* PROBLEMS *
(A) Reproduce the part of the passage on Robert Douglas between "Douglas was sent" and "coronation in 1633.", inclusive.
(B) Answer these questions using the passage on Robert Douglas:
(i) In what year was he knighted?
(ii) Whom did he marry in 1611?
(iii) To what title was he raised in 1633?

* PROVIDED PASSAGE *
%%
Coat of Arms of Robert Douglas
Coat of Arms of Robert Douglas

Robert Douglas, 1st Viscount of Belhaven PC (1573 – 14 January 1639), was a Scottish courtier.

Family background

The second son of Malcolm Douglas of Mains (executed 1584),[1] by Janet Cunningham, daughter of John Cunningham, of Drumquhassil.[2]

Career

His older brother fought a duel with the brother of Oliver Leigh of Addington, who was avener of the royal stables, and was killed.[3] Robert Douglas was given his brother's place at court, and became Master of the Horse to Prince Henry, a Gentleman of the Bedchamber to James VI and I and Charles I and Master of the Household to Charles I.[1][2]

Douglas was sent with to France with a gift of horses in July 1607.[4] He was knighted in 1609. He led the horse of state at Prince Henry's funeral in December 1612.[5] In July 1616 he went to France with Lord Hay.[6]

He was sworn of the Scottish Privy Council. In 1633, on the coronation of Charles I, he was raised to the Peerage of Scotland as Viscount of Belhaven, in the County of Haddington.[2]

Family

Lord Belhaven married Nicola Moray, daughter of Robert Murray of Abercairny, in 1611. She died in childbed in November 1612.[2] He had two children by his mistress, Elizabeth Whalley[1] the sister of Edward Whalley, who was subsequently to be a regicide. They were both legitimised by Act of Parliament when he became a viscount at Charles I's coronation in 1633.
%%
* GIVEN DATA *
%%
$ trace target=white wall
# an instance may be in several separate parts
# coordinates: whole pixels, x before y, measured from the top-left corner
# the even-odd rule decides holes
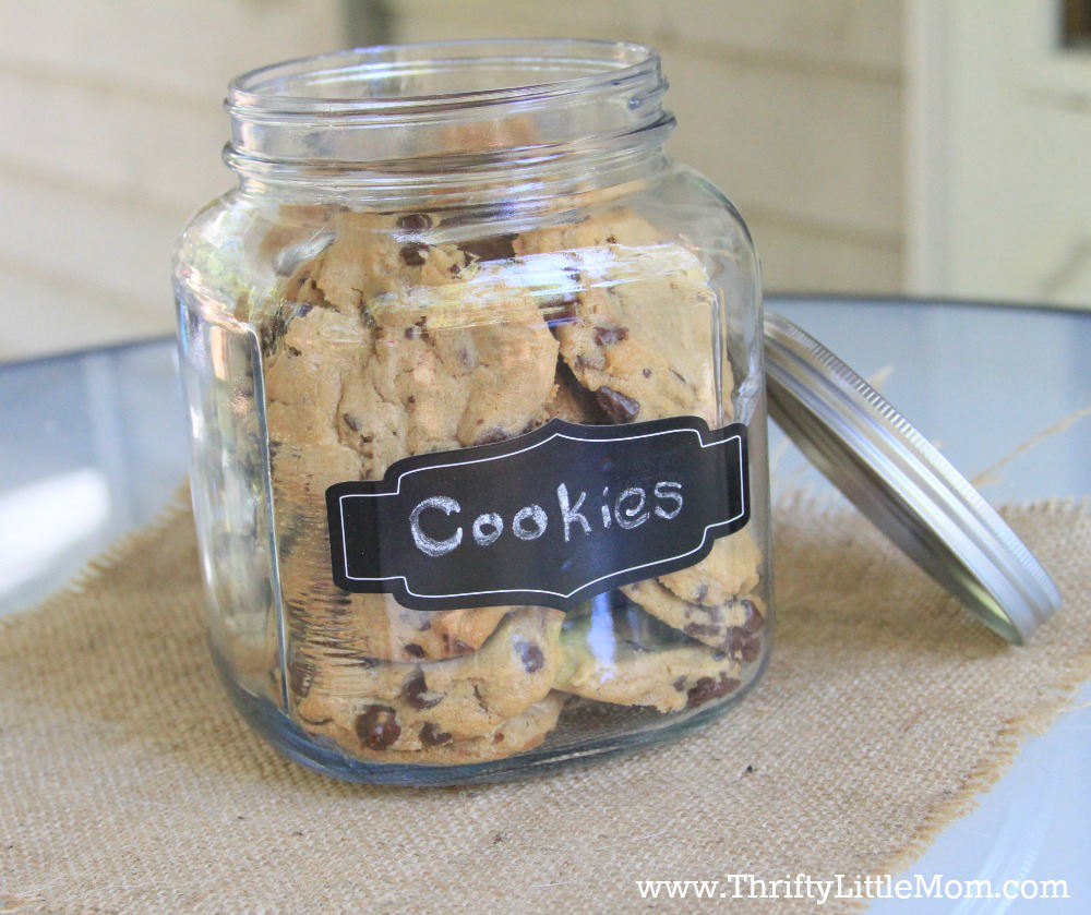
%%
* ANSWERS BELOW *
(A)
Douglas was sent with to France with a gift of horses in July 1607.[4] He was knighted in 1609. He led the horse of state at Prince Henry's funeral in December 1612.[5] In July 1616 he went to France with Lord Hay.[6]

He was sworn of the Scottish Privy Council. In 1633, on the coronation of Charles I, he was raised to the Peerage of Scotland as Viscount of Belhaven, in the County of Haddington.[2]

Family

Lord Belhaven married Nicola Moray, daughter of Robert Murray of Abercairny, in 1611. She died in childbed in November 1612.[2] He had two children by his mistress, Elizabeth Whalley[1] the sister of Edward Whalley, who was subsequently to be a regicide. They were both legitimised by Act of Parliament when he became a viscount at Charles I's coronation in 1633.

(B)
(i) 1609
(ii) Nicola Moray, daughter of Robert Murray of Abercairny
(iii) Viscount of Belhaven, in the County of Haddington